- _TASK STATEMENT_
Leave out the pictures and repeat the entries below verbatim.

======== DATA TO USE

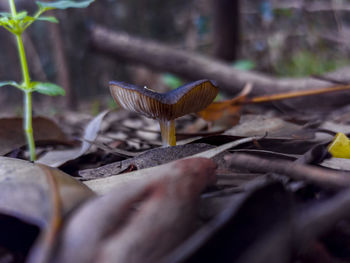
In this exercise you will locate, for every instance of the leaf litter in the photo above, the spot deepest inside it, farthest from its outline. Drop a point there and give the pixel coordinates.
(267, 190)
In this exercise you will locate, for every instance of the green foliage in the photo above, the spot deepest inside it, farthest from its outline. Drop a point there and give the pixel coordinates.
(304, 63)
(9, 83)
(244, 64)
(16, 23)
(47, 88)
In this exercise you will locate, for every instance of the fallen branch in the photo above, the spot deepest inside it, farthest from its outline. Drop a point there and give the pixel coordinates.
(323, 177)
(194, 66)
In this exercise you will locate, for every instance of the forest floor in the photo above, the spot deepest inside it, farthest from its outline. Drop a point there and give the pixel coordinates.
(104, 189)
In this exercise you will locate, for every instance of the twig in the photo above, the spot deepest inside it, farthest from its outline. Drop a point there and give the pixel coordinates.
(323, 177)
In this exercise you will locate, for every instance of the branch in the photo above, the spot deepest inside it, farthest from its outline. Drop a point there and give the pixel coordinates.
(322, 177)
(194, 66)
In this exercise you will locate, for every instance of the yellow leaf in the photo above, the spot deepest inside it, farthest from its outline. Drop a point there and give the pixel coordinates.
(340, 146)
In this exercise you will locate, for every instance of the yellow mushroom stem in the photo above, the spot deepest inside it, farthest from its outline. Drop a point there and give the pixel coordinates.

================

- _ANSWER SPACE_
In this exercise you will locate, for every instance of the leaf litter in the photo above, the spot deepest inside it, farthest from its outline. Drop a point there and give the pixel coordinates.
(267, 190)
In this exercise you will locate, for every instance of the green foliage in the photo above, the spot deepest inside it, farthest from its outline. Drop a point there and give the pixel coordinates.
(304, 63)
(9, 83)
(244, 64)
(16, 23)
(47, 88)
In this exercise you will locate, for every instance of the fallen branch in the photo above, the spot deepest inside it, farthest from its outline. Drop a point there and give the pixel coordinates.
(323, 177)
(194, 66)
In this exercise you will locate, for every instance of the forest floor in the photo above, the spot deepest inside it, farthest from its outline. Drop a point there and give the pixel coordinates.
(104, 189)
In this exercise you will locate, for every instance of the twig in the photo above, the spot deepest inside it, farthest from its outline. Drop a point there and give the pixel coordinates.
(323, 177)
In this exercise you will locate, for every instance of the branch in the photo above, the spot deepest inside it, farthest from its outline. Drop a point there and give the pixel coordinates.
(322, 177)
(194, 66)
In this exercise you will locate, for every instance of the yellow leaf in the photo above, the spot deepest inside it, farthest from its outline. Drop a point there and give the pixel coordinates.
(340, 146)
In this exercise you will locate, for every instance of the yellow mushroom stem in the photo above, the spot deepest inside it, farthest from its outline. Drop a point there and give the pixel coordinates.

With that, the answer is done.